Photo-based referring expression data
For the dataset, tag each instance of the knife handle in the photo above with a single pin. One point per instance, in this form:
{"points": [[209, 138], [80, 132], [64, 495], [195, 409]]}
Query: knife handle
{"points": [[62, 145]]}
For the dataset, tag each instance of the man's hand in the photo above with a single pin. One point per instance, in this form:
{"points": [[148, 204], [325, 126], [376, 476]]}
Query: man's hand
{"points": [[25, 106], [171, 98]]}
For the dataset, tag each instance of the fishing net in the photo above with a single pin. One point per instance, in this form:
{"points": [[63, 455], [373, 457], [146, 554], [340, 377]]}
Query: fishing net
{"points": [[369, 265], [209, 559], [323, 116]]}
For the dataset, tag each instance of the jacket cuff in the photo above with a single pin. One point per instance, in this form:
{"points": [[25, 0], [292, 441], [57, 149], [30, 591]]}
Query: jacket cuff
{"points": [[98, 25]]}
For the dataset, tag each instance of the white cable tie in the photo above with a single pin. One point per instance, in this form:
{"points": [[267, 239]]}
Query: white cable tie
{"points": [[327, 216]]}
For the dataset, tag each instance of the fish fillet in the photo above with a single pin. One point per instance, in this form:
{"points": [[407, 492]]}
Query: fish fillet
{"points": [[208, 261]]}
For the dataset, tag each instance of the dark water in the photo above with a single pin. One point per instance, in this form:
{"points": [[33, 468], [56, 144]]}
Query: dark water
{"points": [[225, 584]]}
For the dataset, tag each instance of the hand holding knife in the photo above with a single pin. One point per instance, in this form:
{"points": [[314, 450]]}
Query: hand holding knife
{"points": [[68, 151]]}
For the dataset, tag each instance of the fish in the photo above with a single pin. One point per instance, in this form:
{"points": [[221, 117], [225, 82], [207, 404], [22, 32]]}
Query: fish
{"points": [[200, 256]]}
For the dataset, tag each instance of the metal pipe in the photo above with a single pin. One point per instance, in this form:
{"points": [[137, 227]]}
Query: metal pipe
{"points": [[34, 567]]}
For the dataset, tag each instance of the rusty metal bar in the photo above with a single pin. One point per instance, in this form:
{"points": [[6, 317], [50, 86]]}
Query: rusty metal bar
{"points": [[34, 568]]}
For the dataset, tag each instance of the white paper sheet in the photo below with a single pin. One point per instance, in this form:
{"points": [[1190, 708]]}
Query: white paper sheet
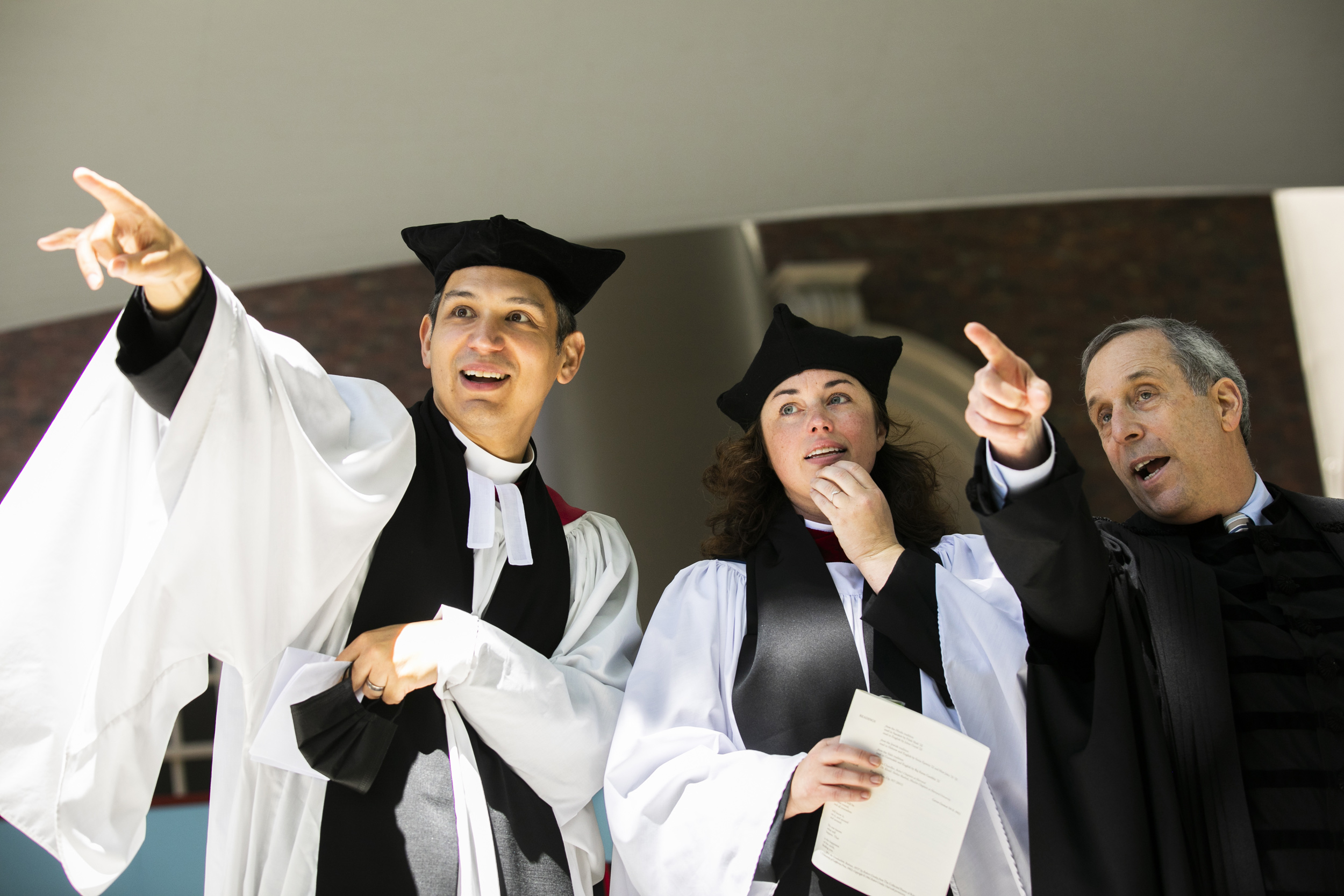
{"points": [[300, 676], [905, 840]]}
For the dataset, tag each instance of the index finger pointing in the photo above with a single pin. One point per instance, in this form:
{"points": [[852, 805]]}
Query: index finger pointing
{"points": [[113, 197], [990, 346]]}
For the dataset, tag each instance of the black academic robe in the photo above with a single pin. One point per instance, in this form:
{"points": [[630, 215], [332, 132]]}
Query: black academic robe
{"points": [[799, 668], [1135, 782]]}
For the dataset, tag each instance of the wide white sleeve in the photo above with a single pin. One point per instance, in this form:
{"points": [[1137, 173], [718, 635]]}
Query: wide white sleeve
{"points": [[984, 658], [689, 808], [132, 547], [552, 718]]}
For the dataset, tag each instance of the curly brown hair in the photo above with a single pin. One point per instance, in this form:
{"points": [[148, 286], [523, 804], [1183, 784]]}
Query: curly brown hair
{"points": [[744, 481]]}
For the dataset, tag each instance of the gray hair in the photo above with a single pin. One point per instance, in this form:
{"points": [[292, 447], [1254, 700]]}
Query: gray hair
{"points": [[1202, 359], [565, 320]]}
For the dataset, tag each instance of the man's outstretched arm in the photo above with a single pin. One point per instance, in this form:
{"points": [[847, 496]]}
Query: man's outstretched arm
{"points": [[1042, 536], [133, 243], [167, 320]]}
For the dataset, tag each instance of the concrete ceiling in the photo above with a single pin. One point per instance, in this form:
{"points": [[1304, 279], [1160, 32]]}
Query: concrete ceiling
{"points": [[295, 139]]}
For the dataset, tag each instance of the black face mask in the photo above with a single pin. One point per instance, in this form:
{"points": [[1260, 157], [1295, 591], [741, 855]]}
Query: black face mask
{"points": [[343, 738]]}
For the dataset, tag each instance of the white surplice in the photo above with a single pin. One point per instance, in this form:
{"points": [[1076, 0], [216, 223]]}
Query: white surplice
{"points": [[690, 808], [132, 548]]}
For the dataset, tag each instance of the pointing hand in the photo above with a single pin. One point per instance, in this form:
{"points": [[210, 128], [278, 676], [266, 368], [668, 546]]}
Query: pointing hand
{"points": [[132, 242], [1007, 404]]}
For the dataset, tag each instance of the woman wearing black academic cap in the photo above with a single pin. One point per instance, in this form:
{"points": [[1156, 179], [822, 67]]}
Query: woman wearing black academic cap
{"points": [[830, 572]]}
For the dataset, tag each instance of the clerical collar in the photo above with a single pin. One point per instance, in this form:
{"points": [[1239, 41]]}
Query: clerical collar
{"points": [[1256, 508], [490, 477], [827, 542], [1257, 503], [495, 469]]}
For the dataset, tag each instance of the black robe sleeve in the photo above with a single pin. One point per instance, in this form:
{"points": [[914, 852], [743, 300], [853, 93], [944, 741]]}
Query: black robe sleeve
{"points": [[159, 354], [1049, 548]]}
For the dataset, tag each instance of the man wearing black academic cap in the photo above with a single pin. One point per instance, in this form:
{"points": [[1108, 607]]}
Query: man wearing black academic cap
{"points": [[291, 516], [830, 572]]}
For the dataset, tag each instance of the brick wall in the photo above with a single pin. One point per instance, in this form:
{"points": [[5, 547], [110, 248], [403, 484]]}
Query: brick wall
{"points": [[1045, 277], [1049, 277]]}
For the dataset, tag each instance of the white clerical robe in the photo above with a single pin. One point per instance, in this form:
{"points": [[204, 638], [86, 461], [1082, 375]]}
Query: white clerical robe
{"points": [[690, 808], [132, 548]]}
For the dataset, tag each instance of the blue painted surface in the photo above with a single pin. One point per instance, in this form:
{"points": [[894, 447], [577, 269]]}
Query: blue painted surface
{"points": [[600, 805], [171, 863]]}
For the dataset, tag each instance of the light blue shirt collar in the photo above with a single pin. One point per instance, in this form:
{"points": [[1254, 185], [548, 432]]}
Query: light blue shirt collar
{"points": [[1256, 504]]}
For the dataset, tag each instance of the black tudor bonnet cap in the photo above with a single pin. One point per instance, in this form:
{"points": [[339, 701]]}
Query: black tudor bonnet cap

Work order
Report all lines of the data that include the word "bonnet".

Answer to the exercise
For the dataset, tag each instance of the black tudor bonnet cap in the photo above with a single pin. One point per instance, in this form:
Query: black tudor bonnet cap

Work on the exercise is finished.